• Text passage:
Walter Bright <newshound1 digitalmars.com> writes:

bearophile wrote:
 Probably I am missing something important, I have tried this code
 with the 1.034 (that compiles my large d libs fine), but I have found
 many problems:
 
 import std.stdio: putr = writefln;
 
 void main() { int[] a1 = [1, 2, 3]; int[] a2 = [2, 4, 6];
 
 //putr(a1[] + a2[]); // test.d(6): Error: Array operations not
 implemented

It only works if the top level is an assignment operation.

 
 auto a3 = a1[] + 4; putr(a3); // [1,2,3,0,0,0,0]
 
 int[] a4 = a1[] + a2[]; // test.d(12): Error: Array operations not
 implemented

Doesn't work for initializers.

 
 int[] a5 = [3, 5, 7, 9]; int[] a6 = a1 + a5; // test.d(16): Error:
 Array operations not implemented

Doesn't work for initializers.

 
 int[] a7; a7[] = a1[] + a2[]; putr(a7); // prints: []

I don't know what putr is.

 
 auto a8 = a1 + a2; // test.d(21): Error: Array operations not
 implemented

Have to use slice [] operator.

(Stored data)
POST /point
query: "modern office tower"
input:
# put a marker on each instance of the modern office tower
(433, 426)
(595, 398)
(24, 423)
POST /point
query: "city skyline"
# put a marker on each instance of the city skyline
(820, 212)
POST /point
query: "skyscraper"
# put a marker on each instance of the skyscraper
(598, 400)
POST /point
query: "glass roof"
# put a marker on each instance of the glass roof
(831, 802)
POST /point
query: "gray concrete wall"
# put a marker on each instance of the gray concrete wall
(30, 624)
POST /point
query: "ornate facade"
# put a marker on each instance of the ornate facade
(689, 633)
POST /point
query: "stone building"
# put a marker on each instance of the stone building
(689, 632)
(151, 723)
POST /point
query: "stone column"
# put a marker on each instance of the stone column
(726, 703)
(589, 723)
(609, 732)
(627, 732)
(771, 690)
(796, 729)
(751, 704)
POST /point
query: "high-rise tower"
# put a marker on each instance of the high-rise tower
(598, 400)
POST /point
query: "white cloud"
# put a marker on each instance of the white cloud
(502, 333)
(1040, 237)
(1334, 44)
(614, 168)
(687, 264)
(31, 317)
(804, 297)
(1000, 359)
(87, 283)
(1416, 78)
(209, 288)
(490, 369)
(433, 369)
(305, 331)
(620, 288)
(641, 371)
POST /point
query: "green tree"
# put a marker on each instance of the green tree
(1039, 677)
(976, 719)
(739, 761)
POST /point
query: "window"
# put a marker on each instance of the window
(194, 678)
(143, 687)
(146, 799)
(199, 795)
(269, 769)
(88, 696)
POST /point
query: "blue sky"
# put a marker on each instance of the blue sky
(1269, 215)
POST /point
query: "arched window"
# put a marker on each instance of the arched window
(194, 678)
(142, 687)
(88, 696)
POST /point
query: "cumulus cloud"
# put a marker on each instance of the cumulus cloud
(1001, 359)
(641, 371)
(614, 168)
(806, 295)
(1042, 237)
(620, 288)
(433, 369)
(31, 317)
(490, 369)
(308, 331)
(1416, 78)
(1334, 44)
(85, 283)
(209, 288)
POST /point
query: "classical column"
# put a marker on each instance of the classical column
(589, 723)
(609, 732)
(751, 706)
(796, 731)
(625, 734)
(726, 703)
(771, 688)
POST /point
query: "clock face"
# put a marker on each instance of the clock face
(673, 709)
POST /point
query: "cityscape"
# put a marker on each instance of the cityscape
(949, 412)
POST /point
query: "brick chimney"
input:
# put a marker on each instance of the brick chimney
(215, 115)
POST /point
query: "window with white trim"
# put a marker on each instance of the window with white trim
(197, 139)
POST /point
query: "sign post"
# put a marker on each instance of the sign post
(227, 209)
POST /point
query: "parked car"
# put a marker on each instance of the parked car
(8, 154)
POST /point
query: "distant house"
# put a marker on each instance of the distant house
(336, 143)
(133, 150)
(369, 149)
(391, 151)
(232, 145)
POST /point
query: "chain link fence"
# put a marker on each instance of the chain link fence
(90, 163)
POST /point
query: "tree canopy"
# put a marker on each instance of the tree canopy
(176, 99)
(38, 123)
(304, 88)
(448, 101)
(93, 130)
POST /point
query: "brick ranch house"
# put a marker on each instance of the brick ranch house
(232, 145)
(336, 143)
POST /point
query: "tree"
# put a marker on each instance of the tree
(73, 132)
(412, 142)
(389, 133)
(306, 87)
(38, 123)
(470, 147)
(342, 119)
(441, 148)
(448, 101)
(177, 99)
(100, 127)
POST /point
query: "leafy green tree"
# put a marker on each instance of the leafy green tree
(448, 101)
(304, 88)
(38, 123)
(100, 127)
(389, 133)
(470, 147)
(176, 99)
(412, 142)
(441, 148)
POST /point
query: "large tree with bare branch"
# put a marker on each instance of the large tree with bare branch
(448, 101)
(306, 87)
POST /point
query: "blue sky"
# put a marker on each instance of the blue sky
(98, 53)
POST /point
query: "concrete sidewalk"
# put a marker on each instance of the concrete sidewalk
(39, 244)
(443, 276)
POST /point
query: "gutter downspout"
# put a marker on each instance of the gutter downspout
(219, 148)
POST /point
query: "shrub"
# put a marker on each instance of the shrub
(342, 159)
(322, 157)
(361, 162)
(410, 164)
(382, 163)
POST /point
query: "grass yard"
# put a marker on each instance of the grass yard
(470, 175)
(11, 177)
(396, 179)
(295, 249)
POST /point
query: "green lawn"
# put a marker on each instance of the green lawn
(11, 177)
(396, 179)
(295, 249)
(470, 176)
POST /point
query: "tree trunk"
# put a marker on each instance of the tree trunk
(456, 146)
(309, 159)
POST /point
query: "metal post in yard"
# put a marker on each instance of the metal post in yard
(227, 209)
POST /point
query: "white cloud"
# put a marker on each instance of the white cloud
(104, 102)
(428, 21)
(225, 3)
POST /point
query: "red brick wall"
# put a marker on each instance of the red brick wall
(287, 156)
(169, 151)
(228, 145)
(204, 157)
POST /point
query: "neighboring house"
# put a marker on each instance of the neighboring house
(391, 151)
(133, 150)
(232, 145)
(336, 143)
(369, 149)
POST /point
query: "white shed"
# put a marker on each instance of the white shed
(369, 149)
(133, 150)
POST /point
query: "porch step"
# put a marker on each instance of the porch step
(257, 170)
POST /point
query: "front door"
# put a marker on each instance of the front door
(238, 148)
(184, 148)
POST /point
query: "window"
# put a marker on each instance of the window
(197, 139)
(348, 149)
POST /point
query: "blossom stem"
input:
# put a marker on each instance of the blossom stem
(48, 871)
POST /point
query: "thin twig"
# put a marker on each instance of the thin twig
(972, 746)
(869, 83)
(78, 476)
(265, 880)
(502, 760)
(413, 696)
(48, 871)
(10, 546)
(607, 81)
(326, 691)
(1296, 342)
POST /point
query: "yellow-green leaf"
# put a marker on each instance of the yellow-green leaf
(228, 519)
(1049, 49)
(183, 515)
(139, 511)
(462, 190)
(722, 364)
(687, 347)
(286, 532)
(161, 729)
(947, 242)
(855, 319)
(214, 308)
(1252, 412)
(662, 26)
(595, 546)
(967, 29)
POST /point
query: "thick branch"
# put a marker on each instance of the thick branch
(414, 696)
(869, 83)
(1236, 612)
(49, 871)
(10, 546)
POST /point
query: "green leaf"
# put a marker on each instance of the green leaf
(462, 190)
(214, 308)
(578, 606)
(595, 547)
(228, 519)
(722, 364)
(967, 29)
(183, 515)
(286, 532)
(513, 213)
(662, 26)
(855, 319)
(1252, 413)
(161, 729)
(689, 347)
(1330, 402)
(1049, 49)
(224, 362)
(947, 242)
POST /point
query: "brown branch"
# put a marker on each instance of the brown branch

• Work to be completed: Reproduce verbatim the stretch of the forum post from "import std.stdio: putr" through "an assignment operation.".

• Solved exercise:
import std.stdio: putr = writefln;
 
 void main() { int[] a1 = [1, 2, 3]; int[] a2 = [2, 4, 6];
 
 //putr(a1[] + a2[]); // test.d(6): Error: Array operations not
 implemented

It only works if the top level is an assignment operation.